**Work to complete**
List each line of the listing below that contains the string "drawer". Matching is case-sensitive.
── Extracted information ──
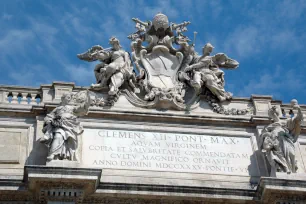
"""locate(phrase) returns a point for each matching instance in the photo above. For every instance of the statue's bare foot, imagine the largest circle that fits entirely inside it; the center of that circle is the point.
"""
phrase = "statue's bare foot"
(221, 98)
(113, 90)
(96, 86)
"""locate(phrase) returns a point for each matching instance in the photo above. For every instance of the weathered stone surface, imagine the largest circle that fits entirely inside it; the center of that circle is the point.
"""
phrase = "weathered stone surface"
(9, 147)
(174, 152)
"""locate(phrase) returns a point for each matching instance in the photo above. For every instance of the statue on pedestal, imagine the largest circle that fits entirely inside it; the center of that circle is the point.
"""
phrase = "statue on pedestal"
(278, 140)
(62, 127)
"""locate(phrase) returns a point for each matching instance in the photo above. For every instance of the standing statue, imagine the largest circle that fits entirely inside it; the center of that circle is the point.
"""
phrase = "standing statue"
(115, 68)
(278, 140)
(205, 71)
(62, 127)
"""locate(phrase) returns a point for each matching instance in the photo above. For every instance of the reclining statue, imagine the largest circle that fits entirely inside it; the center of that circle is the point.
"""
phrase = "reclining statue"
(115, 67)
(205, 71)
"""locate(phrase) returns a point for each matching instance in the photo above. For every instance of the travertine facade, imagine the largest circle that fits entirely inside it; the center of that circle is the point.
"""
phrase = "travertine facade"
(135, 155)
(165, 133)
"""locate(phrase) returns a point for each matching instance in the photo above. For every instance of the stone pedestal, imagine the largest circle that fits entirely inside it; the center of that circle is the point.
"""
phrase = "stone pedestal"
(52, 184)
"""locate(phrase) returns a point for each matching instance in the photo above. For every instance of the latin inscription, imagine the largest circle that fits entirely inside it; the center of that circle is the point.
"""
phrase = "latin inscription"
(166, 152)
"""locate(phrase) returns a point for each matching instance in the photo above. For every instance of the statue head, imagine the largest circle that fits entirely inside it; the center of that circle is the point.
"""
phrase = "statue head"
(160, 21)
(66, 98)
(273, 114)
(115, 43)
(293, 103)
(207, 49)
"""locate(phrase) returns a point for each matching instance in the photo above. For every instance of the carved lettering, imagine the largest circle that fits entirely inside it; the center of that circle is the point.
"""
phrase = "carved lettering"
(167, 152)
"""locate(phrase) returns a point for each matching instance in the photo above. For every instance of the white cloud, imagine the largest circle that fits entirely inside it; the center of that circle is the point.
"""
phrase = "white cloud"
(274, 82)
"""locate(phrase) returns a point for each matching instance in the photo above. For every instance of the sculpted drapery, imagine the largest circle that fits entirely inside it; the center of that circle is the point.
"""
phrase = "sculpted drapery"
(62, 127)
(278, 140)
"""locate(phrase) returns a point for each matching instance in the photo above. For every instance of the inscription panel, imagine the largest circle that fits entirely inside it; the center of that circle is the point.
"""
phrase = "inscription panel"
(156, 151)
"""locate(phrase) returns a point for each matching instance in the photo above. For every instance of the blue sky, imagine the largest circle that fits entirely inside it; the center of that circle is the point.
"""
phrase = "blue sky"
(39, 40)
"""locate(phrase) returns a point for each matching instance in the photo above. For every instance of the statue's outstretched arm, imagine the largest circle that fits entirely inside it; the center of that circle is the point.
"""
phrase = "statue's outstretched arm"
(83, 103)
(136, 20)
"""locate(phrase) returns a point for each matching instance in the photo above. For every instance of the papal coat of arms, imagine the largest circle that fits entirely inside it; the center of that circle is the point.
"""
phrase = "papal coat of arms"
(166, 73)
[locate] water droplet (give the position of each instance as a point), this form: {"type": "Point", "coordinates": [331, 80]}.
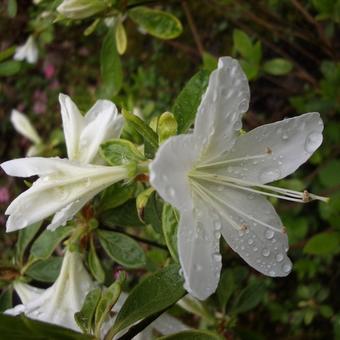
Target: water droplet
{"type": "Point", "coordinates": [269, 234]}
{"type": "Point", "coordinates": [270, 175]}
{"type": "Point", "coordinates": [265, 252]}
{"type": "Point", "coordinates": [313, 141]}
{"type": "Point", "coordinates": [287, 267]}
{"type": "Point", "coordinates": [279, 257]}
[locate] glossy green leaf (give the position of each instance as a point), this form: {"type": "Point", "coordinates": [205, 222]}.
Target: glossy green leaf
{"type": "Point", "coordinates": [160, 24]}
{"type": "Point", "coordinates": [45, 270]}
{"type": "Point", "coordinates": [122, 249]}
{"type": "Point", "coordinates": [170, 220]}
{"type": "Point", "coordinates": [153, 212]}
{"type": "Point", "coordinates": [9, 68]}
{"type": "Point", "coordinates": [187, 102]}
{"type": "Point", "coordinates": [192, 335]}
{"type": "Point", "coordinates": [26, 235]}
{"type": "Point", "coordinates": [94, 263]}
{"type": "Point", "coordinates": [226, 287]}
{"type": "Point", "coordinates": [22, 328]}
{"type": "Point", "coordinates": [152, 295]}
{"type": "Point", "coordinates": [107, 300]}
{"type": "Point", "coordinates": [323, 244]}
{"type": "Point", "coordinates": [249, 298]}
{"type": "Point", "coordinates": [45, 244]}
{"type": "Point", "coordinates": [124, 216]}
{"type": "Point", "coordinates": [85, 317]}
{"type": "Point", "coordinates": [277, 66]}
{"type": "Point", "coordinates": [110, 67]}
{"type": "Point", "coordinates": [120, 151]}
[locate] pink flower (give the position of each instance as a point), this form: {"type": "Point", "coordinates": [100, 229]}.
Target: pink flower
{"type": "Point", "coordinates": [4, 195]}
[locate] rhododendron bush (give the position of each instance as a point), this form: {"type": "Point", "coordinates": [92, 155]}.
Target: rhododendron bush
{"type": "Point", "coordinates": [169, 169]}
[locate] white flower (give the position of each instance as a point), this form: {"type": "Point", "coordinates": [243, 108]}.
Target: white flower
{"type": "Point", "coordinates": [22, 124]}
{"type": "Point", "coordinates": [80, 9]}
{"type": "Point", "coordinates": [215, 178]}
{"type": "Point", "coordinates": [65, 185]}
{"type": "Point", "coordinates": [58, 303]}
{"type": "Point", "coordinates": [27, 51]}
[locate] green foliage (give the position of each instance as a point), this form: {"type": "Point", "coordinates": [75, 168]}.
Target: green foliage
{"type": "Point", "coordinates": [160, 24]}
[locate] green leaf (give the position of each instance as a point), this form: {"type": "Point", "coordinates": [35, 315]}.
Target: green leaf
{"type": "Point", "coordinates": [277, 66]}
{"type": "Point", "coordinates": [243, 44]}
{"type": "Point", "coordinates": [116, 195]}
{"type": "Point", "coordinates": [124, 215]}
{"type": "Point", "coordinates": [85, 317]}
{"type": "Point", "coordinates": [323, 244]}
{"type": "Point", "coordinates": [226, 287]}
{"type": "Point", "coordinates": [45, 244]}
{"type": "Point", "coordinates": [95, 266]}
{"type": "Point", "coordinates": [12, 8]}
{"type": "Point", "coordinates": [110, 67]}
{"type": "Point", "coordinates": [160, 24]}
{"type": "Point", "coordinates": [192, 335]}
{"type": "Point", "coordinates": [143, 129]}
{"type": "Point", "coordinates": [249, 298]}
{"type": "Point", "coordinates": [187, 102]}
{"type": "Point", "coordinates": [120, 151]}
{"type": "Point", "coordinates": [153, 212]}
{"type": "Point", "coordinates": [46, 270]}
{"type": "Point", "coordinates": [329, 175]}
{"type": "Point", "coordinates": [6, 299]}
{"type": "Point", "coordinates": [9, 68]}
{"type": "Point", "coordinates": [22, 328]}
{"type": "Point", "coordinates": [26, 235]}
{"type": "Point", "coordinates": [108, 298]}
{"type": "Point", "coordinates": [122, 249]}
{"type": "Point", "coordinates": [170, 220]}
{"type": "Point", "coordinates": [152, 295]}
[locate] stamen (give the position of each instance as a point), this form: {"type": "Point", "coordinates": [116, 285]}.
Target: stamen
{"type": "Point", "coordinates": [218, 199]}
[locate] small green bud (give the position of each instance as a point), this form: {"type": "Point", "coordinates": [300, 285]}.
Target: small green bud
{"type": "Point", "coordinates": [80, 9]}
{"type": "Point", "coordinates": [167, 126]}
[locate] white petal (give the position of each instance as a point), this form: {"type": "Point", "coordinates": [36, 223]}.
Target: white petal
{"type": "Point", "coordinates": [27, 292]}
{"type": "Point", "coordinates": [219, 115]}
{"type": "Point", "coordinates": [101, 123]}
{"type": "Point", "coordinates": [168, 172]}
{"type": "Point", "coordinates": [263, 243]}
{"type": "Point", "coordinates": [285, 145]}
{"type": "Point", "coordinates": [198, 249]}
{"type": "Point", "coordinates": [22, 124]}
{"type": "Point", "coordinates": [73, 123]}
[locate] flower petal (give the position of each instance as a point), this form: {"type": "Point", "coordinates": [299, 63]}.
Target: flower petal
{"type": "Point", "coordinates": [198, 249]}
{"type": "Point", "coordinates": [73, 123]}
{"type": "Point", "coordinates": [262, 241]}
{"type": "Point", "coordinates": [285, 145]}
{"type": "Point", "coordinates": [22, 124]}
{"type": "Point", "coordinates": [168, 172]}
{"type": "Point", "coordinates": [219, 115]}
{"type": "Point", "coordinates": [101, 123]}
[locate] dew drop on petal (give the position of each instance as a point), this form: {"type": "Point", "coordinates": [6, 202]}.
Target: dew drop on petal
{"type": "Point", "coordinates": [269, 234]}
{"type": "Point", "coordinates": [287, 267]}
{"type": "Point", "coordinates": [265, 252]}
{"type": "Point", "coordinates": [313, 141]}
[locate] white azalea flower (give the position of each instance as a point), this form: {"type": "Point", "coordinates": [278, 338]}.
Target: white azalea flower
{"type": "Point", "coordinates": [22, 124]}
{"type": "Point", "coordinates": [28, 51]}
{"type": "Point", "coordinates": [65, 185]}
{"type": "Point", "coordinates": [62, 300]}
{"type": "Point", "coordinates": [216, 178]}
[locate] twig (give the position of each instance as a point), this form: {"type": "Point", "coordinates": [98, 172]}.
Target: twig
{"type": "Point", "coordinates": [193, 28]}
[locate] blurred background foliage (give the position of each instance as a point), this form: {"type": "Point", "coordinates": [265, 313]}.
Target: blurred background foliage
{"type": "Point", "coordinates": [290, 53]}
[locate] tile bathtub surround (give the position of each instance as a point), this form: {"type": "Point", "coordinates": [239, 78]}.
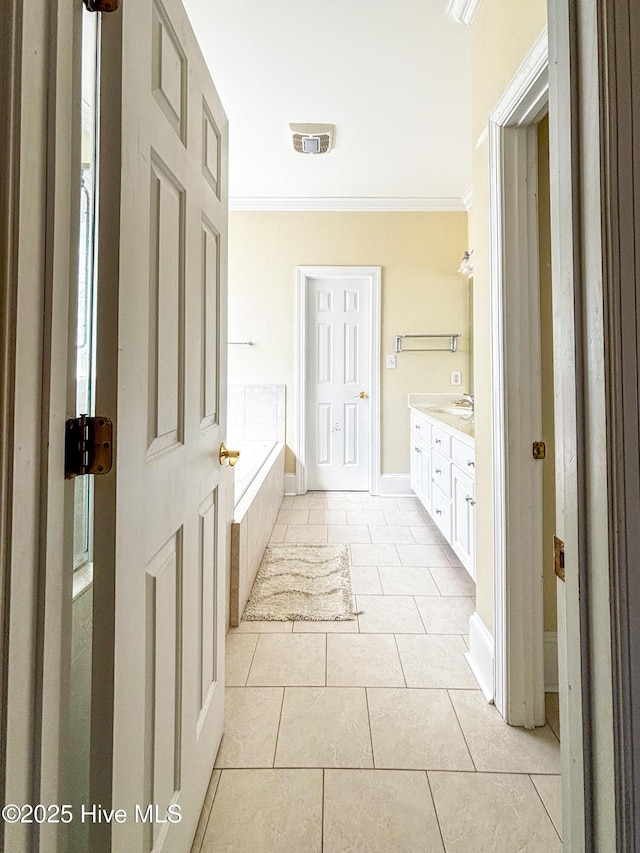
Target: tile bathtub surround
{"type": "Point", "coordinates": [347, 733]}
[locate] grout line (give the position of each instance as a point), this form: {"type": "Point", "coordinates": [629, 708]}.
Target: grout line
{"type": "Point", "coordinates": [435, 810]}
{"type": "Point", "coordinates": [255, 649]}
{"type": "Point", "coordinates": [400, 659]}
{"type": "Point", "coordinates": [377, 568]}
{"type": "Point", "coordinates": [326, 659]}
{"type": "Point", "coordinates": [275, 749]}
{"type": "Point", "coordinates": [544, 806]}
{"type": "Point", "coordinates": [398, 769]}
{"type": "Point", "coordinates": [415, 604]}
{"type": "Point", "coordinates": [322, 814]}
{"type": "Point", "coordinates": [366, 699]}
{"type": "Point", "coordinates": [464, 737]}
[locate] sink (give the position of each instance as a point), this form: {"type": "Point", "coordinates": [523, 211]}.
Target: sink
{"type": "Point", "coordinates": [463, 411]}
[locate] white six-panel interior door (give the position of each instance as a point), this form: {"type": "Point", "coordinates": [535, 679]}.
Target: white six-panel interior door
{"type": "Point", "coordinates": [161, 515]}
{"type": "Point", "coordinates": [339, 392]}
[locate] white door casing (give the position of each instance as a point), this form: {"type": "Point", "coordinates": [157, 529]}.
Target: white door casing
{"type": "Point", "coordinates": [39, 175]}
{"type": "Point", "coordinates": [338, 360]}
{"type": "Point", "coordinates": [161, 517]}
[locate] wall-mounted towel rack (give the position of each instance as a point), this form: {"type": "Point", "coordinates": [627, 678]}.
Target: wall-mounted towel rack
{"type": "Point", "coordinates": [453, 343]}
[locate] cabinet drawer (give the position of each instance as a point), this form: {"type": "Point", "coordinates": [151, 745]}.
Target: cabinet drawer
{"type": "Point", "coordinates": [441, 472]}
{"type": "Point", "coordinates": [441, 511]}
{"type": "Point", "coordinates": [420, 428]}
{"type": "Point", "coordinates": [463, 456]}
{"type": "Point", "coordinates": [441, 441]}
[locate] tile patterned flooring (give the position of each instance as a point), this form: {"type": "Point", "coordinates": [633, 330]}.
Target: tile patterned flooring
{"type": "Point", "coordinates": [372, 736]}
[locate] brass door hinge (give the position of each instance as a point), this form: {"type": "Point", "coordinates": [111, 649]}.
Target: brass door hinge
{"type": "Point", "coordinates": [558, 557]}
{"type": "Point", "coordinates": [88, 446]}
{"type": "Point", "coordinates": [102, 5]}
{"type": "Point", "coordinates": [539, 450]}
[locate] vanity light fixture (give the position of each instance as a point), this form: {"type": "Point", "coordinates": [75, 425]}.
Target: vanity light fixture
{"type": "Point", "coordinates": [463, 11]}
{"type": "Point", "coordinates": [466, 265]}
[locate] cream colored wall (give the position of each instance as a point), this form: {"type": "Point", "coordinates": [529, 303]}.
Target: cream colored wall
{"type": "Point", "coordinates": [421, 292]}
{"type": "Point", "coordinates": [546, 340]}
{"type": "Point", "coordinates": [503, 31]}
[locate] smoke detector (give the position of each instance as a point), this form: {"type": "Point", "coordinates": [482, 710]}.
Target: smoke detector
{"type": "Point", "coordinates": [312, 138]}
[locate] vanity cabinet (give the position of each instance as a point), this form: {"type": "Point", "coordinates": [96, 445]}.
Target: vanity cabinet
{"type": "Point", "coordinates": [443, 478]}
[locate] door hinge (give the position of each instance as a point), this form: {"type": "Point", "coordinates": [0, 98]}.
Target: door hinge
{"type": "Point", "coordinates": [102, 5]}
{"type": "Point", "coordinates": [558, 557]}
{"type": "Point", "coordinates": [539, 450]}
{"type": "Point", "coordinates": [88, 446]}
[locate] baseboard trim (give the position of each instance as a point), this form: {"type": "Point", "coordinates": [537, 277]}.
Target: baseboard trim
{"type": "Point", "coordinates": [395, 484]}
{"type": "Point", "coordinates": [551, 684]}
{"type": "Point", "coordinates": [290, 484]}
{"type": "Point", "coordinates": [481, 655]}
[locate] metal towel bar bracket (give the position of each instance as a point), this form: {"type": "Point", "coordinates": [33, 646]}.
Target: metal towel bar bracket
{"type": "Point", "coordinates": [453, 343]}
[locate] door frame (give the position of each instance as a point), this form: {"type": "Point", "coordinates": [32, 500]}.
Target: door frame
{"type": "Point", "coordinates": [373, 275]}
{"type": "Point", "coordinates": [39, 192]}
{"type": "Point", "coordinates": [517, 392]}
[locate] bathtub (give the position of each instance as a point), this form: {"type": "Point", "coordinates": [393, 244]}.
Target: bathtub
{"type": "Point", "coordinates": [258, 487]}
{"type": "Point", "coordinates": [253, 455]}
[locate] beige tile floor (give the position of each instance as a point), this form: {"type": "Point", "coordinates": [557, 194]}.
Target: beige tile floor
{"type": "Point", "coordinates": [372, 736]}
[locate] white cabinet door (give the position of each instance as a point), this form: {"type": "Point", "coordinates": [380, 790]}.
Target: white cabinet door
{"type": "Point", "coordinates": [426, 476]}
{"type": "Point", "coordinates": [416, 466]}
{"type": "Point", "coordinates": [159, 583]}
{"type": "Point", "coordinates": [463, 519]}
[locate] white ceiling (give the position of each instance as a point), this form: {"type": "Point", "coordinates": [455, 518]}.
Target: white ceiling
{"type": "Point", "coordinates": [392, 75]}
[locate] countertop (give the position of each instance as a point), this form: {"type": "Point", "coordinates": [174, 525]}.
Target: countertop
{"type": "Point", "coordinates": [424, 404]}
{"type": "Point", "coordinates": [461, 423]}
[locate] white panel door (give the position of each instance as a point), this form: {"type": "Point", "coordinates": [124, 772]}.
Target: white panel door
{"type": "Point", "coordinates": [337, 383]}
{"type": "Point", "coordinates": [161, 515]}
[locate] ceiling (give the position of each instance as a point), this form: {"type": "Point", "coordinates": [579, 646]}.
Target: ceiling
{"type": "Point", "coordinates": [393, 76]}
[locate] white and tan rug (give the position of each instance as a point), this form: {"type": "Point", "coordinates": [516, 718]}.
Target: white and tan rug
{"type": "Point", "coordinates": [306, 582]}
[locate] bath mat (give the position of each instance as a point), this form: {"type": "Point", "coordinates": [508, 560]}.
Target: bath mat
{"type": "Point", "coordinates": [305, 582]}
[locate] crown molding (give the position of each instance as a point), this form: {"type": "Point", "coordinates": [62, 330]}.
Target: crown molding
{"type": "Point", "coordinates": [345, 203]}
{"type": "Point", "coordinates": [463, 11]}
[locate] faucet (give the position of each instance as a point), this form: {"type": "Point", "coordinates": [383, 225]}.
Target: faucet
{"type": "Point", "coordinates": [467, 400]}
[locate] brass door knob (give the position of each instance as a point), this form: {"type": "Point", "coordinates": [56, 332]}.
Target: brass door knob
{"type": "Point", "coordinates": [230, 456]}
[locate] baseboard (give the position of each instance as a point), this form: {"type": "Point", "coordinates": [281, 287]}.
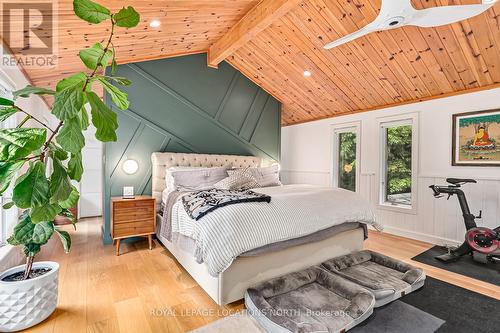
───
**Reply**
[locate] cabinet drawer (give the position of each instance as a point), this form: {"type": "Point", "coordinates": [151, 745]}.
Target: cabinet drawer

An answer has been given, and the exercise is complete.